**Check your understanding**
**A)** Answer these questions from the passage about family and work:
(i) How many years of marriage came before the wife's injury?
(ii) Which child will see a problem and try to solve it?
(iii) What will the daughter laugh at for hours?
**B)** Set down the part of the passage about family and work starting with "Despite everything going" and going on through "comes up with.".
**C)** Take the passage about family and work further from where it stops.

[Selected passage Boundary: Start]

Despite all this I stay optimistic, I try and find the good in all situations no matter how bad. For example my wife, her injury has brought us closer together through adversity than we had been in the previous six years of marriage, we have had to learn to cope in an entirely different way and found that we love each other all the more for it (even if I am not the cleanest, house-proud person in the world lol)
Despite everything going on at work, lack of staff, idiots getting done and causing me grief, the threat of my career being over, I still enjoy the job and I work with a great team of people.
I have two beautiful kids, who are intelligent, caring and above all else have an awesome sense of humour (my daughter will laugh for hours over a simple fart, her own gaseous outbreaks will reduce her to fits of giggles). My son’s sarcastic streak is a mile wide and growing, but not in a nasty way he is really funny with it. Josh will see a problem and try and solve it, Jasmine will ignore the problem and solve it. They are so similar yet so different it is refreshing when I actually stop and see the world as they look at it, I love giving them puzzles and seeing what their brain comes up with.

[Selected passage Boundary: End]
[Data Boundary: Start]

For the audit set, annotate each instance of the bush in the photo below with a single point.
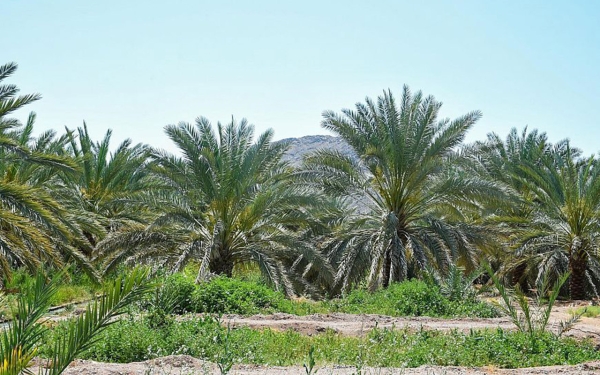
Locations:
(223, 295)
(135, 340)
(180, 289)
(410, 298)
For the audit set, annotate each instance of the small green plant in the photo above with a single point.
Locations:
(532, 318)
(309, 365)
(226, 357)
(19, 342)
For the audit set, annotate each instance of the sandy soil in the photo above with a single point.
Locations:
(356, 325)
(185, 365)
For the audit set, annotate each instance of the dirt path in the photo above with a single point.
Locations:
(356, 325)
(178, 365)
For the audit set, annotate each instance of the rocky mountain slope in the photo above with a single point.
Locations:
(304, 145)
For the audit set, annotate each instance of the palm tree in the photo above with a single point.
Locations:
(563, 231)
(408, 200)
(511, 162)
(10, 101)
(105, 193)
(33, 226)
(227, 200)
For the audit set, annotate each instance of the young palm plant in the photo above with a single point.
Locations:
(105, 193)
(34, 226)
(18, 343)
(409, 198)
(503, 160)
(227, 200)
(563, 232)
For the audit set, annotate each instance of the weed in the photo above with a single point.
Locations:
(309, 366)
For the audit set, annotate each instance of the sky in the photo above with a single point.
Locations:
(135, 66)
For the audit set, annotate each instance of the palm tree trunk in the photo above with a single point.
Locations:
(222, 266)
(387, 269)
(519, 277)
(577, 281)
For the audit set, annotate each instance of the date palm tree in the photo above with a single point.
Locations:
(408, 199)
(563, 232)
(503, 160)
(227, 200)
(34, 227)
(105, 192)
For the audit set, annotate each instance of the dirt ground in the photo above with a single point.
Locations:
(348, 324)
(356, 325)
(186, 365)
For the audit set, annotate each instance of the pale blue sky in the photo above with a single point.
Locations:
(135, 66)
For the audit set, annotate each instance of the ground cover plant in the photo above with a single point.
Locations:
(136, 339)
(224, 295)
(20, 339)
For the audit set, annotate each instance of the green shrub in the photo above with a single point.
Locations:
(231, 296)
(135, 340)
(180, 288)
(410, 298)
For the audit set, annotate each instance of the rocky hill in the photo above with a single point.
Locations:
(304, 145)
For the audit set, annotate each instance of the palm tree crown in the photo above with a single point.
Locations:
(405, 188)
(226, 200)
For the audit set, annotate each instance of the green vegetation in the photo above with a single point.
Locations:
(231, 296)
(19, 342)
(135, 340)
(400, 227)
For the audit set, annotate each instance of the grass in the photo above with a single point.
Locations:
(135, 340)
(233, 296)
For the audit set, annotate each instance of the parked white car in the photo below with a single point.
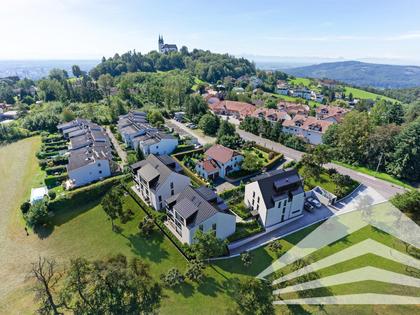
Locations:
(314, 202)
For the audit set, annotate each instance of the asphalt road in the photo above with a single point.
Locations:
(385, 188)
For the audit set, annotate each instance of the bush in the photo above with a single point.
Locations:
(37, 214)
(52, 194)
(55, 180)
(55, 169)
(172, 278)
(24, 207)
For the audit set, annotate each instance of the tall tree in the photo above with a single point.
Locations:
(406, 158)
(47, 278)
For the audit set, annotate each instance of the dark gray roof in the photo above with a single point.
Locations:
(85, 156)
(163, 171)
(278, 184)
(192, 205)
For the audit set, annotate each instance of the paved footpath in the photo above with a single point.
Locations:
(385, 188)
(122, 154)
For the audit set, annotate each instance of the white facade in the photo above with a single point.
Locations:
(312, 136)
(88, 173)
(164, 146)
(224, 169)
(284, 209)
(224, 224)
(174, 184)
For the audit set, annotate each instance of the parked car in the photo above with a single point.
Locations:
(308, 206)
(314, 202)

[Data Boundary: End]

**Answers by item number**
**A)**
(i) Six years.
(ii) Josh.
(iii) A simple fart.

**B)**
Despite everything going on at work, lack of staff, idiots getting done and causing me grief, the threat of my career being over, I still enjoy the job and I work with a great team of people.
I have two beautiful kids, who are intelligent, caring and above all else have an awesome sense of humour (my daughter will laugh for hours over a simple fart, her own gaseous outbreaks will reduce her to fits of giggles). My son’s sarcastic streak is a mile wide and growing, but not in a nasty way he is really funny with it. Josh will see a problem and try and solve it, Jasmine will ignore the problem and solve it. They are so similar yet so different it is refreshing when I actually stop and see the world as they look at it, I love giving them puzzles and seeing what their brain comes up with.

**C)**
Above all something I read sticks in my head as much as the family mottos do. From my dads side of the family “As you slide down the bannister of life, may the splinters never point the wrong way!” from my moms side “Placid until pushed” my own “From within chaos, comes order!”, this sticks in my head “The great thing about being a pessimist is that you spend 50% of the time being proven right, and the other 50% pleasantly surprised!”
So paternally I learned to be optimistic, but realistic as sometimes things do go wrong!
Maternally I learned that it is okay to fight for what you believe, but try to stay calm and deal with it first!
I taught myself that even when things go wrong, you learn from it and it will turn around.
And finally from those words of wisdom of which I cannot even remember where I heard them, I learned this valuable lesson. It is okay to see the bad in a situation, but it isn’t always bad so look a little harder and instead of being naively optimistic or stupidly pessimistic all the time, try and be optimistically pessimist!